### [Records]

+ + + + +

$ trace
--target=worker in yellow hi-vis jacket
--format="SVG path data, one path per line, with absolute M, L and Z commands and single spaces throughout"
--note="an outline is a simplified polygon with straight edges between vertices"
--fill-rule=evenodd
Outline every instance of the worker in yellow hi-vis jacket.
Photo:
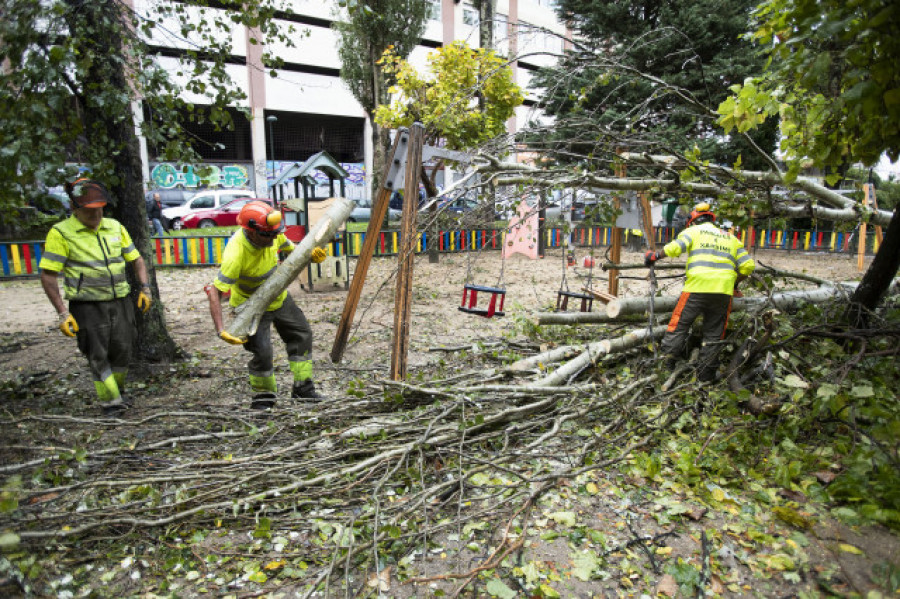
M 660 258 L 674 258 L 687 252 L 687 281 L 669 321 L 662 348 L 669 355 L 669 364 L 674 365 L 684 354 L 691 324 L 703 316 L 703 347 L 697 376 L 701 381 L 716 378 L 719 341 L 725 338 L 732 296 L 756 267 L 743 244 L 719 229 L 715 221 L 716 215 L 708 203 L 697 204 L 687 228 L 674 241 L 661 251 L 644 255 L 644 263 L 652 266 Z
M 66 184 L 72 216 L 47 233 L 41 256 L 41 286 L 59 313 L 59 329 L 78 339 L 87 356 L 94 388 L 105 412 L 130 406 L 123 395 L 134 339 L 134 307 L 125 264 L 131 263 L 141 284 L 137 305 L 150 309 L 147 268 L 128 231 L 103 217 L 109 194 L 102 183 L 78 179 Z M 66 309 L 57 277 L 62 273 Z

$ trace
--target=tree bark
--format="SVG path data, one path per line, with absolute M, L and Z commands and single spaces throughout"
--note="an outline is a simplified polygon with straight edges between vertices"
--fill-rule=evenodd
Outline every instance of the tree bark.
M 859 242 L 865 243 L 865 240 L 860 239 Z M 900 268 L 900 206 L 894 209 L 894 216 L 891 217 L 891 222 L 884 233 L 878 253 L 875 254 L 872 264 L 850 297 L 847 320 L 854 327 L 865 328 L 868 325 L 869 313 L 878 306 L 878 302 L 895 281 L 898 268 Z
M 121 5 L 117 2 L 91 2 L 77 4 L 77 10 L 83 11 L 91 21 L 91 27 L 98 32 L 93 43 L 103 44 L 106 51 L 105 60 L 95 61 L 90 67 L 87 81 L 105 81 L 106 85 L 118 90 L 123 97 L 133 97 L 133 92 L 125 76 L 121 62 L 113 60 L 126 56 L 126 40 L 116 25 L 122 18 Z M 74 39 L 77 39 L 75 36 Z M 92 130 L 103 130 L 107 139 L 113 141 L 117 150 L 111 161 L 115 166 L 117 180 L 104 181 L 112 195 L 110 210 L 113 217 L 128 230 L 135 247 L 144 258 L 147 275 L 152 288 L 154 302 L 146 314 L 135 310 L 137 335 L 135 336 L 135 357 L 146 362 L 170 362 L 178 358 L 181 349 L 169 335 L 164 319 L 163 306 L 159 301 L 159 289 L 156 285 L 155 258 L 150 246 L 150 230 L 147 226 L 147 209 L 144 205 L 144 189 L 141 175 L 140 150 L 135 132 L 134 113 L 127 110 L 125 114 L 110 114 L 109 110 L 94 106 L 90 102 L 84 105 L 85 130 L 90 135 Z M 128 269 L 131 283 L 131 297 L 135 304 L 140 291 L 140 284 Z
M 638 329 L 631 331 L 617 339 L 604 339 L 596 343 L 588 345 L 587 349 L 577 358 L 569 360 L 555 371 L 545 376 L 541 380 L 534 383 L 536 387 L 557 387 L 559 385 L 568 384 L 570 378 L 576 376 L 579 372 L 594 364 L 601 357 L 617 352 L 623 352 L 641 343 L 652 339 L 662 337 L 666 332 L 667 325 L 661 324 L 652 329 Z
M 313 248 L 330 241 L 337 230 L 343 225 L 353 210 L 353 202 L 347 198 L 338 198 L 338 201 L 328 209 L 309 235 L 303 238 L 294 251 L 282 262 L 266 279 L 266 282 L 253 292 L 246 302 L 241 304 L 235 312 L 234 320 L 225 327 L 225 331 L 233 337 L 247 337 L 256 332 L 259 319 L 269 307 L 269 304 L 287 289 L 297 275 L 309 264 L 309 258 Z

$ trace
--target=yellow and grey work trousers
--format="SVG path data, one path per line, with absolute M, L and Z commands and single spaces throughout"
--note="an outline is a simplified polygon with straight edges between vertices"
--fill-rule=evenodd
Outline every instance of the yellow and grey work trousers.
M 731 314 L 731 296 L 727 293 L 682 293 L 669 320 L 662 342 L 663 352 L 674 358 L 684 355 L 691 325 L 703 317 L 703 347 L 700 349 L 700 372 L 714 374 Z
M 272 325 L 284 341 L 288 352 L 294 383 L 312 379 L 312 329 L 303 311 L 294 303 L 291 295 L 277 310 L 266 312 L 260 319 L 256 333 L 250 335 L 244 349 L 253 354 L 247 367 L 250 370 L 250 388 L 255 392 L 276 392 Z
M 103 302 L 70 301 L 78 323 L 78 349 L 91 368 L 100 401 L 120 399 L 131 363 L 134 343 L 134 306 L 123 297 Z

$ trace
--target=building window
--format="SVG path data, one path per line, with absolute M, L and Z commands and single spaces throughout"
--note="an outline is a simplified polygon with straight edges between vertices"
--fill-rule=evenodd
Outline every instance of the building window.
M 441 0 L 428 0 L 428 20 L 441 20 Z
M 463 24 L 471 25 L 472 27 L 478 26 L 478 11 L 472 8 L 471 6 L 463 7 Z
M 509 19 L 506 15 L 494 15 L 494 43 L 505 42 L 509 38 Z

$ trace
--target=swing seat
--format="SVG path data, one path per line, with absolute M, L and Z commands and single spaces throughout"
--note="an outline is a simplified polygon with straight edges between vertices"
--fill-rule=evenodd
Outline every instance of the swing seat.
M 560 289 L 556 293 L 556 311 L 567 312 L 569 309 L 569 298 L 581 300 L 581 312 L 590 312 L 594 305 L 594 296 L 586 293 L 575 293 L 567 289 Z
M 490 293 L 491 299 L 487 308 L 478 306 L 478 293 Z M 497 299 L 500 299 L 499 305 Z M 485 318 L 493 318 L 494 316 L 503 316 L 503 301 L 506 299 L 506 289 L 499 287 L 484 287 L 482 285 L 463 286 L 463 299 L 459 306 L 460 312 L 466 314 L 477 314 Z

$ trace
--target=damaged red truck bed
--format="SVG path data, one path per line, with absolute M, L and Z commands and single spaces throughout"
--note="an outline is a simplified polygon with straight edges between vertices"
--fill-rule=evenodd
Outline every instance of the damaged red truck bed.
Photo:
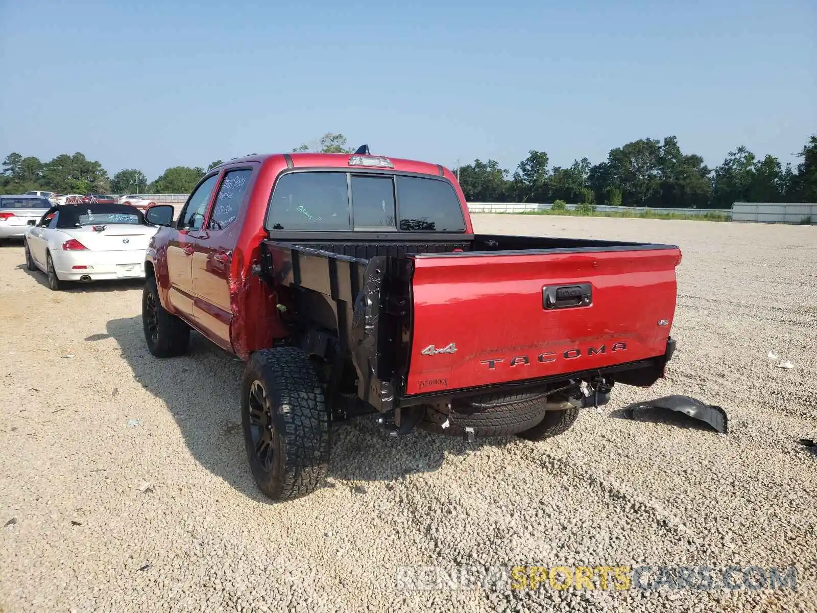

+ + + + +

### [Exercise directions]
Show every line in the material above that contains the word "window".

### [Complete response]
--target=building window
Outline every instance of the building window.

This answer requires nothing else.